## Start Exercise material
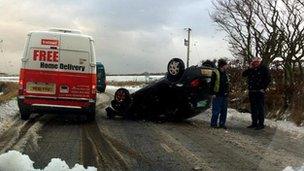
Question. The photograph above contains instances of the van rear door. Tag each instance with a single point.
(75, 79)
(40, 65)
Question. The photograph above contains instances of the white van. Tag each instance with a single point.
(58, 73)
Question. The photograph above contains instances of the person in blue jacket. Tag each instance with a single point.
(220, 97)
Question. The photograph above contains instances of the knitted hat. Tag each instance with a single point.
(221, 63)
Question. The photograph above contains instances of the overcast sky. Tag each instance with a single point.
(131, 36)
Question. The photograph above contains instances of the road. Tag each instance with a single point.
(139, 145)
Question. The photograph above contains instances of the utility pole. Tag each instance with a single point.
(187, 43)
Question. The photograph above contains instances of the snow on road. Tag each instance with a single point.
(15, 161)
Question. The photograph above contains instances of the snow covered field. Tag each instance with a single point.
(15, 161)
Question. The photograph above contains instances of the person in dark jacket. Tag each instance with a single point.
(258, 79)
(220, 97)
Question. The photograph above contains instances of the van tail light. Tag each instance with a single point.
(94, 82)
(195, 83)
(93, 89)
(21, 82)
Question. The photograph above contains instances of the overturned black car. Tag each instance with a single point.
(181, 94)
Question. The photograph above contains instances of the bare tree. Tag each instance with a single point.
(266, 28)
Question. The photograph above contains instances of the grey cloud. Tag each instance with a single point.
(131, 36)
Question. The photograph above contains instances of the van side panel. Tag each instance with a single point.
(57, 70)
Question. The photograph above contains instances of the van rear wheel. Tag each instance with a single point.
(25, 114)
(91, 115)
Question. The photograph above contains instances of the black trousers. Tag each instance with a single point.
(257, 104)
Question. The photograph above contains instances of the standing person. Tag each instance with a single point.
(220, 97)
(258, 79)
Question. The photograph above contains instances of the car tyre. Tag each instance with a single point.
(110, 113)
(175, 69)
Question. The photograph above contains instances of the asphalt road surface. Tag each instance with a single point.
(139, 145)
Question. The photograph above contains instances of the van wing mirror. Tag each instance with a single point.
(24, 59)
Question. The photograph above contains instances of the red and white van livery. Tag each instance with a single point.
(58, 72)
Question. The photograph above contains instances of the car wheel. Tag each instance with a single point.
(122, 95)
(110, 113)
(121, 100)
(175, 69)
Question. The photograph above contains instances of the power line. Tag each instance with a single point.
(187, 43)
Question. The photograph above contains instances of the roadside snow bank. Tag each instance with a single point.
(235, 117)
(15, 161)
(289, 168)
(8, 111)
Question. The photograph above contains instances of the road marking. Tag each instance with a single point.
(167, 148)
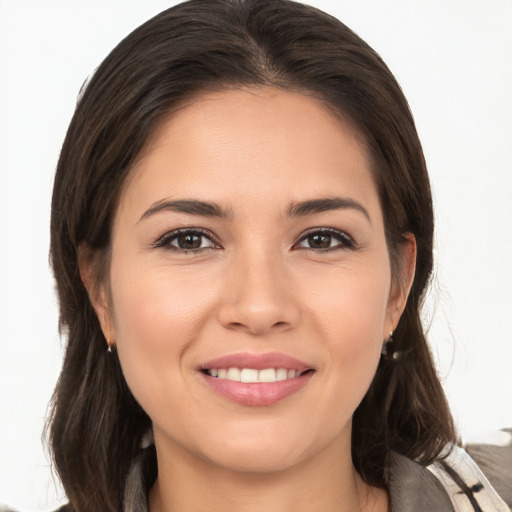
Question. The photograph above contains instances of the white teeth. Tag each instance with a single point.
(282, 374)
(233, 374)
(268, 375)
(250, 375)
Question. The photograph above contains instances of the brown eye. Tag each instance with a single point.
(186, 240)
(319, 241)
(189, 241)
(326, 240)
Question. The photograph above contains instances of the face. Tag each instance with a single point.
(250, 285)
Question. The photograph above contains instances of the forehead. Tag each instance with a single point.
(240, 143)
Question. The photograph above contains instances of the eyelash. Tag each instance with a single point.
(166, 240)
(344, 240)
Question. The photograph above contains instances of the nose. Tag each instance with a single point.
(257, 298)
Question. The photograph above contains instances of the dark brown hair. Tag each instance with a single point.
(96, 425)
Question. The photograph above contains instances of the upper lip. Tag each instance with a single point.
(257, 361)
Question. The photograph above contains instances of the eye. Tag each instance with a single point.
(186, 240)
(326, 239)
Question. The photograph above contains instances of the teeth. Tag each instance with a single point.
(250, 375)
(282, 374)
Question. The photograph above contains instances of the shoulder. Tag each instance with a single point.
(454, 483)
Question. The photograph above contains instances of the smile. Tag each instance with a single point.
(252, 375)
(256, 379)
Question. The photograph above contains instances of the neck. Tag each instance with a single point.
(326, 482)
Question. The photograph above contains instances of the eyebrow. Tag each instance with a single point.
(190, 206)
(297, 209)
(324, 204)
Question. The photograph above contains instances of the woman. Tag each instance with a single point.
(241, 238)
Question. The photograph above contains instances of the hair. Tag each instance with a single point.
(200, 46)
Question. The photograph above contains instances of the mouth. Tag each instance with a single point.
(253, 375)
(256, 380)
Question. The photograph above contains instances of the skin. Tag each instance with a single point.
(255, 285)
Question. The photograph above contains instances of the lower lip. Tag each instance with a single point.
(257, 393)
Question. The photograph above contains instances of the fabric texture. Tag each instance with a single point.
(452, 484)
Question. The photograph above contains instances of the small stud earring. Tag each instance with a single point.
(388, 349)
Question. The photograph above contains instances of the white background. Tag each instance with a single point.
(453, 59)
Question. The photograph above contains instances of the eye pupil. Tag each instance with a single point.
(319, 241)
(189, 241)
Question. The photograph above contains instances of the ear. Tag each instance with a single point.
(401, 283)
(97, 291)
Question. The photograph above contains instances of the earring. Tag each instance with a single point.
(388, 349)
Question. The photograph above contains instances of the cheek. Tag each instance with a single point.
(157, 315)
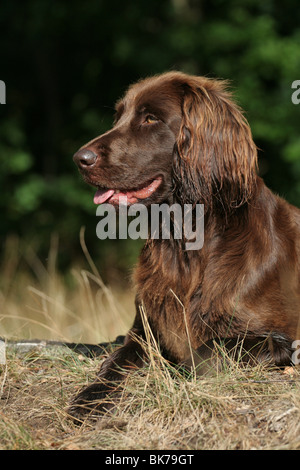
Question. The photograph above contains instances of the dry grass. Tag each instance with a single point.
(159, 408)
(241, 408)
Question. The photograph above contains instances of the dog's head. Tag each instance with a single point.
(175, 137)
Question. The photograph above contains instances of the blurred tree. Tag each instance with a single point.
(65, 65)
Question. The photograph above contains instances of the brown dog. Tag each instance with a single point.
(181, 139)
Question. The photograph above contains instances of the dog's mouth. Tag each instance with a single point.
(116, 196)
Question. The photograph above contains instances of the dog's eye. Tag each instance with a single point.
(150, 119)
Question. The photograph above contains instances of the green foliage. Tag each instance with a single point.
(65, 67)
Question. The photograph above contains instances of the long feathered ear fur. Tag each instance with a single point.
(215, 156)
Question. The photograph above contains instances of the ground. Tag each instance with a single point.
(160, 408)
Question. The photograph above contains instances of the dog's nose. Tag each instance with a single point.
(84, 158)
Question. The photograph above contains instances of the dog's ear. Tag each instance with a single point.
(215, 156)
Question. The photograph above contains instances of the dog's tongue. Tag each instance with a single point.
(102, 195)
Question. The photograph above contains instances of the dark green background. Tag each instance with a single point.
(65, 64)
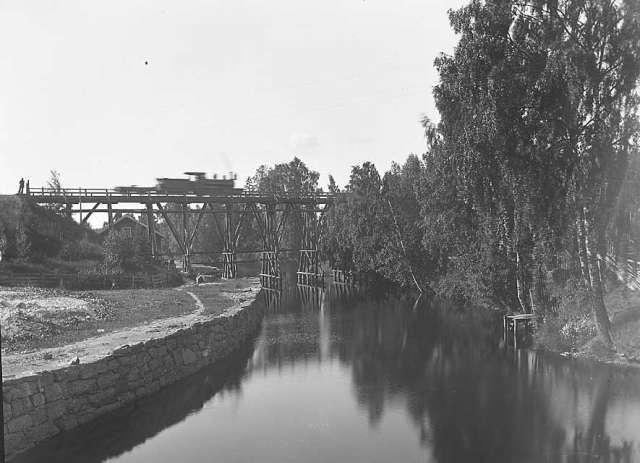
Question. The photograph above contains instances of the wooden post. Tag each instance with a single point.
(186, 263)
(151, 229)
(504, 329)
(109, 213)
(1, 407)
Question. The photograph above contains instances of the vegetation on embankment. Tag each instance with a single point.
(37, 318)
(528, 189)
(572, 330)
(36, 239)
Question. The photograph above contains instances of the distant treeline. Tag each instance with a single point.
(531, 179)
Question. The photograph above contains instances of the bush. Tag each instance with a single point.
(127, 254)
(81, 250)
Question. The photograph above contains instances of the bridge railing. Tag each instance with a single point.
(54, 193)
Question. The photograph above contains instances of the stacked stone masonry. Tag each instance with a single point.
(42, 405)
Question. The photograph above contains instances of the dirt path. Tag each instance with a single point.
(229, 296)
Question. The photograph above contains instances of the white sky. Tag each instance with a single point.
(228, 86)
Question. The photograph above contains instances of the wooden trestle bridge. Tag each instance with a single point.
(268, 212)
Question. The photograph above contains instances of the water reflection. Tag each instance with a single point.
(334, 377)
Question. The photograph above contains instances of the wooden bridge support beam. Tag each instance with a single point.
(309, 273)
(271, 228)
(110, 214)
(151, 229)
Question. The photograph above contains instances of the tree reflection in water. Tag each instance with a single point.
(469, 398)
(441, 370)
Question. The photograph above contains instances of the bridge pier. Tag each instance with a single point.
(309, 273)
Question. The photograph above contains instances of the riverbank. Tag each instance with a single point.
(572, 332)
(56, 389)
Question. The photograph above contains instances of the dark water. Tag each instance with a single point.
(374, 381)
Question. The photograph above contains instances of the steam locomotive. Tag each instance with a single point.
(197, 183)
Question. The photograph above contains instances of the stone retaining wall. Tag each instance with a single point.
(39, 406)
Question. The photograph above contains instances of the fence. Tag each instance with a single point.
(91, 281)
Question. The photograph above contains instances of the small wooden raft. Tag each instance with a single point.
(511, 322)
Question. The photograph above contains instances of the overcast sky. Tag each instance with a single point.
(226, 86)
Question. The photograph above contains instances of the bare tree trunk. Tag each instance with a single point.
(599, 311)
(582, 251)
(404, 250)
(520, 284)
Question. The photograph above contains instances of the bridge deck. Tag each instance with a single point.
(107, 196)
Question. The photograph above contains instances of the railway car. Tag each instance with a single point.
(198, 183)
(133, 189)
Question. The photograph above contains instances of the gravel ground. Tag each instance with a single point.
(37, 318)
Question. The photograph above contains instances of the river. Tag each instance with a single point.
(343, 379)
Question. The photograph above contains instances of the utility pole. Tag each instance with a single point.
(1, 406)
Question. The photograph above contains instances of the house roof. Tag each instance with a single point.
(128, 218)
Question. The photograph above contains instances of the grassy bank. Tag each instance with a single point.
(37, 318)
(573, 331)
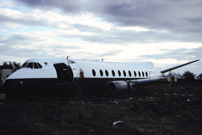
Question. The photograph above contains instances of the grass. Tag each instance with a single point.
(149, 111)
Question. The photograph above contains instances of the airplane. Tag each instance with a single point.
(47, 75)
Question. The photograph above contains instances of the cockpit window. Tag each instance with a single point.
(24, 64)
(30, 65)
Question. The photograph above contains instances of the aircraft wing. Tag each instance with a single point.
(169, 69)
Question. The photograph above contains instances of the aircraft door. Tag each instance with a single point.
(64, 74)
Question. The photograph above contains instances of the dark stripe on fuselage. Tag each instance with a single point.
(50, 85)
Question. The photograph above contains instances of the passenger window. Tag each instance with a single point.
(119, 73)
(135, 74)
(146, 74)
(142, 73)
(129, 73)
(93, 72)
(39, 65)
(35, 66)
(101, 73)
(24, 65)
(106, 72)
(113, 73)
(124, 73)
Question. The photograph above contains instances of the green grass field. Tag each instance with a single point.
(159, 110)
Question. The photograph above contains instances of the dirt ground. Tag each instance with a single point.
(151, 110)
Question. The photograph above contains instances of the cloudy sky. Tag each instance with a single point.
(166, 32)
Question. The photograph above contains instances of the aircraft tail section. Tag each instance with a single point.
(169, 69)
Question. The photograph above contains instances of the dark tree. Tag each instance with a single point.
(199, 77)
(189, 77)
(10, 65)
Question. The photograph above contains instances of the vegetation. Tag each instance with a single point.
(10, 65)
(156, 109)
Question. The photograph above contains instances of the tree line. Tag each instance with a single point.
(187, 75)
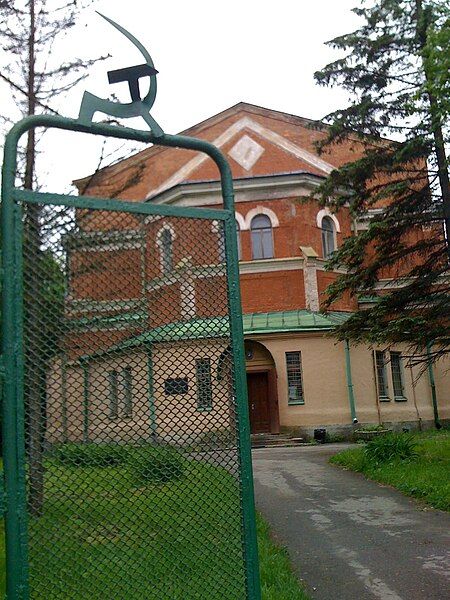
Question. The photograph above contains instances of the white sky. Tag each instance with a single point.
(210, 55)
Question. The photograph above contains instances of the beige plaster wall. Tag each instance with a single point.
(176, 417)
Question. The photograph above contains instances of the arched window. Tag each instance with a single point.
(166, 251)
(238, 236)
(328, 237)
(221, 231)
(262, 237)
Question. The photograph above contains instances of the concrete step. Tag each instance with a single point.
(270, 440)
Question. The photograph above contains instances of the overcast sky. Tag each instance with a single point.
(210, 55)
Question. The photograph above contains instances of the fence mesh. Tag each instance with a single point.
(133, 474)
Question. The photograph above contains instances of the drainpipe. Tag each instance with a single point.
(437, 423)
(85, 367)
(351, 395)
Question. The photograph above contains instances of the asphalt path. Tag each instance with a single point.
(350, 538)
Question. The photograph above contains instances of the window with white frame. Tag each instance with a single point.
(120, 393)
(328, 237)
(382, 385)
(238, 237)
(294, 378)
(204, 385)
(166, 243)
(397, 376)
(262, 237)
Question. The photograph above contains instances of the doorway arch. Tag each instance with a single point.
(262, 388)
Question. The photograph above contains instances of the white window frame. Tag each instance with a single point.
(160, 244)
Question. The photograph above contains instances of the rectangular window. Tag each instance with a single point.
(113, 395)
(380, 363)
(173, 387)
(294, 378)
(204, 388)
(120, 393)
(397, 375)
(128, 394)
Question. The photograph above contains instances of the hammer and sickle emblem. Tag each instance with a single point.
(137, 107)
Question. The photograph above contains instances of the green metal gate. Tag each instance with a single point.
(126, 456)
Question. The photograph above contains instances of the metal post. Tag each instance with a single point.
(14, 450)
(151, 397)
(240, 383)
(85, 367)
(348, 371)
(12, 427)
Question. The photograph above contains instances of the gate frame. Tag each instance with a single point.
(12, 368)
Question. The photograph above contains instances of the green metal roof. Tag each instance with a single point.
(217, 327)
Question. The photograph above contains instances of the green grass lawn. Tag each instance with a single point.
(103, 535)
(426, 477)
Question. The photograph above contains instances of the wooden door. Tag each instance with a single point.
(258, 402)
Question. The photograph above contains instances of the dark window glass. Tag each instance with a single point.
(221, 242)
(328, 237)
(166, 250)
(204, 390)
(397, 375)
(113, 395)
(295, 381)
(381, 374)
(238, 235)
(173, 387)
(262, 237)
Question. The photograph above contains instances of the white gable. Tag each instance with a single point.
(245, 123)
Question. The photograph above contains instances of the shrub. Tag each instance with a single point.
(393, 446)
(216, 439)
(157, 465)
(91, 455)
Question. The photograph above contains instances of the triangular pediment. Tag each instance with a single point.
(245, 142)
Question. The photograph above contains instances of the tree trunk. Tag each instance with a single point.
(34, 365)
(423, 21)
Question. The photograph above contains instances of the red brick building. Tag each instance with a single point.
(133, 276)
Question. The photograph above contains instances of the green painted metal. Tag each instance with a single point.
(433, 388)
(86, 391)
(13, 450)
(300, 321)
(237, 348)
(348, 373)
(151, 394)
(64, 395)
(13, 422)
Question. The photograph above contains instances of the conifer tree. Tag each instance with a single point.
(396, 68)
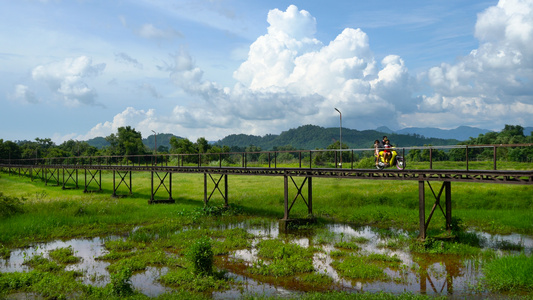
## End Exercise material
> **The exercise**: Please pick out and copy every line of the entries above that contains the word "background". Matching is case-sensitive.

> **Worked answer**:
Question. The photograph above contains instances of the white background. Tag each instance with a single point.
Question. The photograph above contains instances of the dark green background. Tag each instance with a single point.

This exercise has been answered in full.